=== EXTRACTED MATERIAL ===

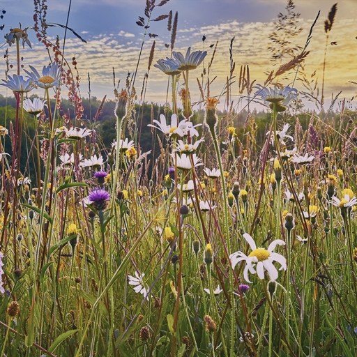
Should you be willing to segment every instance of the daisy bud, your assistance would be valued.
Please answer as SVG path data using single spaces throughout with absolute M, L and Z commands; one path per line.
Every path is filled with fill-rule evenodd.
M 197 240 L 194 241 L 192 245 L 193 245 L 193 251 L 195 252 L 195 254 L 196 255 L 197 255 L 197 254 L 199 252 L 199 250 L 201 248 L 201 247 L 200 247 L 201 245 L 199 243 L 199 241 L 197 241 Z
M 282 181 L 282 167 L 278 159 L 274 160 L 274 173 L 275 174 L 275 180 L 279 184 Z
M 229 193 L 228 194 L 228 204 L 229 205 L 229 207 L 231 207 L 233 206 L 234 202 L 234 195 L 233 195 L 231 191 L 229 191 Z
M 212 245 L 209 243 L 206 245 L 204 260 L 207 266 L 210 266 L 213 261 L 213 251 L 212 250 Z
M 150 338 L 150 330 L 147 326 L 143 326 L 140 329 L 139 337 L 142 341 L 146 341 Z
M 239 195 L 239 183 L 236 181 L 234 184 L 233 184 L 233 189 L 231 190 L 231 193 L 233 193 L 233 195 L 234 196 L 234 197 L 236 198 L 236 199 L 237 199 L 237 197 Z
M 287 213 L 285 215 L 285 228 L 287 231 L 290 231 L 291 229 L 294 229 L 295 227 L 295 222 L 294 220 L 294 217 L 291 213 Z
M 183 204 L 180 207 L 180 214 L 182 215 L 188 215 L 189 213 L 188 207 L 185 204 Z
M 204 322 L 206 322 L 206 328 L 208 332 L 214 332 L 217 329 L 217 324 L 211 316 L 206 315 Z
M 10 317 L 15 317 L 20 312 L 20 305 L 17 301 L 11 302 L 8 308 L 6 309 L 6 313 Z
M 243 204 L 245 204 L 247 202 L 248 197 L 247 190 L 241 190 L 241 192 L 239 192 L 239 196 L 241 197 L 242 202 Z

===
=== EXTRACTED MATERIAL ===

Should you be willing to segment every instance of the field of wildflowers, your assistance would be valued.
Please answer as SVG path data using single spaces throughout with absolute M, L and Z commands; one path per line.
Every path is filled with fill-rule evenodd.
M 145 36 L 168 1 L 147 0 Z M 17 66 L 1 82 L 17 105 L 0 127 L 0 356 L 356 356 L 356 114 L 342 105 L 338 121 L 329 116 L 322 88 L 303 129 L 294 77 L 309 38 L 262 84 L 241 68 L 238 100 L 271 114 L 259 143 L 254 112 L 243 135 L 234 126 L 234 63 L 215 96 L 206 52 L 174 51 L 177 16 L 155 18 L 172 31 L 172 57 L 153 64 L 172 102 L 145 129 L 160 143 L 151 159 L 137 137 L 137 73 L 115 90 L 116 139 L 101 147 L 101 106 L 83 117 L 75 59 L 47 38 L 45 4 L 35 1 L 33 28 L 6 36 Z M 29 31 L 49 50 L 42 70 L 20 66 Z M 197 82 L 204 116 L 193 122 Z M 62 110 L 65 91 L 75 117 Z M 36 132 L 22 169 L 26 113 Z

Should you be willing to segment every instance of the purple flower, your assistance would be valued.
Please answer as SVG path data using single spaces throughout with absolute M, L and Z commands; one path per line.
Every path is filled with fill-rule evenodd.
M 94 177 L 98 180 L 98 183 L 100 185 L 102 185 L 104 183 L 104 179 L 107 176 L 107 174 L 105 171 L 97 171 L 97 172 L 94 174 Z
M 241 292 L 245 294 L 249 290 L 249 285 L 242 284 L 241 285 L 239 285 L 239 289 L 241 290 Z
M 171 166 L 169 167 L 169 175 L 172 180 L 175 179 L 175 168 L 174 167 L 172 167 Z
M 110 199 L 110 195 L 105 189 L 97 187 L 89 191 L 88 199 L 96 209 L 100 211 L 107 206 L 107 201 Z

===

▶ _PROBLEM_:
Rewrite the entries beginning with the line that contains "Should you be willing to segment every instance of the daisy" and continuing through the line that contains "M 197 240 L", replacing "daisy bud" with "lily bud" and leaving everything else unchanged.

▶ _TASK RESULT_:
Should you be willing to segment every instance of the lily bud, your assistance would be valued.
Please answer as SVG path data using single spaces throughout with absolute M, L and Z commands; one path per line.
Every path is filled with fill-rule evenodd.
M 197 240 L 194 241 L 192 245 L 193 245 L 193 251 L 195 252 L 195 254 L 196 255 L 197 255 L 197 254 L 199 252 L 199 250 L 201 248 L 201 247 L 200 247 L 201 245 L 199 243 L 199 241 L 197 241 Z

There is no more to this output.